** START OF Data **

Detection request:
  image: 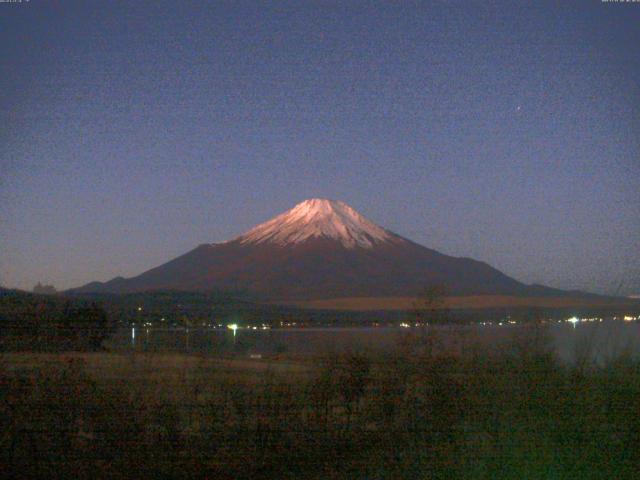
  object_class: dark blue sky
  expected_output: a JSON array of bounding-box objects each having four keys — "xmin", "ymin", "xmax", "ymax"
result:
[{"xmin": 0, "ymin": 0, "xmax": 640, "ymax": 294}]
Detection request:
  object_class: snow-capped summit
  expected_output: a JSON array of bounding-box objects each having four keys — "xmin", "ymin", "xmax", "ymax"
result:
[
  {"xmin": 238, "ymin": 198, "xmax": 402, "ymax": 248},
  {"xmin": 77, "ymin": 198, "xmax": 558, "ymax": 300}
]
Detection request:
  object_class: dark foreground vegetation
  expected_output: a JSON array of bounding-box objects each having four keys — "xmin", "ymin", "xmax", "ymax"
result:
[{"xmin": 0, "ymin": 327, "xmax": 640, "ymax": 479}]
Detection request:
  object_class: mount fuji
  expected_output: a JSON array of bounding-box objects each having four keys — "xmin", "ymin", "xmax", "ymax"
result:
[{"xmin": 74, "ymin": 199, "xmax": 567, "ymax": 301}]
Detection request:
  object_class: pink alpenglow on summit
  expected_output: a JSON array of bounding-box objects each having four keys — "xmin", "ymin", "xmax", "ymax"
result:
[
  {"xmin": 238, "ymin": 198, "xmax": 403, "ymax": 248},
  {"xmin": 70, "ymin": 199, "xmax": 576, "ymax": 300}
]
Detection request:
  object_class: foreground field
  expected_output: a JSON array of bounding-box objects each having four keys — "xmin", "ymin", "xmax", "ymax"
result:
[{"xmin": 0, "ymin": 329, "xmax": 640, "ymax": 479}]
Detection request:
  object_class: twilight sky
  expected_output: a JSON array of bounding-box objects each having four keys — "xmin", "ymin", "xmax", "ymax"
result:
[{"xmin": 0, "ymin": 0, "xmax": 640, "ymax": 294}]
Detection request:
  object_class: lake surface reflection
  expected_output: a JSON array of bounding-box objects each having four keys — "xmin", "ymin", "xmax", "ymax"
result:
[{"xmin": 108, "ymin": 321, "xmax": 640, "ymax": 362}]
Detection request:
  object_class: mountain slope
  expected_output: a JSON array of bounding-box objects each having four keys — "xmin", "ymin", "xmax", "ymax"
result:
[{"xmin": 72, "ymin": 199, "xmax": 572, "ymax": 300}]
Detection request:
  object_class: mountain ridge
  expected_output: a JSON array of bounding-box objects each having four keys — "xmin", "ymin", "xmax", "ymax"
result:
[{"xmin": 73, "ymin": 199, "xmax": 592, "ymax": 300}]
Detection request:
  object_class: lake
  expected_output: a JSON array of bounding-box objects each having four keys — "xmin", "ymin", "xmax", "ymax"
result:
[{"xmin": 107, "ymin": 321, "xmax": 640, "ymax": 362}]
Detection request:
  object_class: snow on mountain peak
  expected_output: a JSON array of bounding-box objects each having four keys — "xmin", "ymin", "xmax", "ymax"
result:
[{"xmin": 238, "ymin": 198, "xmax": 399, "ymax": 248}]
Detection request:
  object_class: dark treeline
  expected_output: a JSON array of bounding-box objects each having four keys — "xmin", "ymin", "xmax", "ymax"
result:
[
  {"xmin": 0, "ymin": 327, "xmax": 640, "ymax": 480},
  {"xmin": 0, "ymin": 290, "xmax": 115, "ymax": 351}
]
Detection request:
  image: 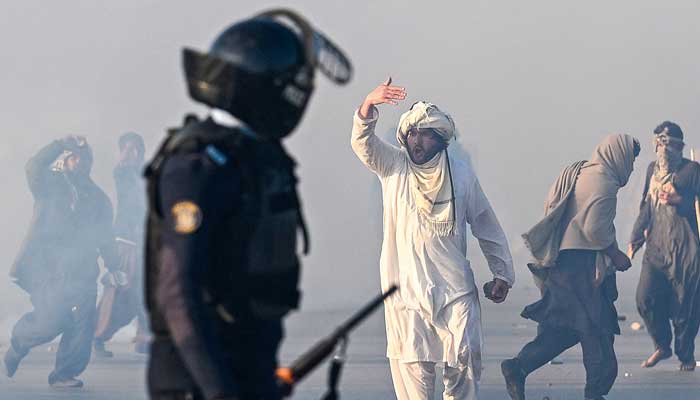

** END OF Data **

• _Work to be completed_
Work out how many lines in the entries above contain the string "summit", with case counting. Give only the number.

• _Complete response_
2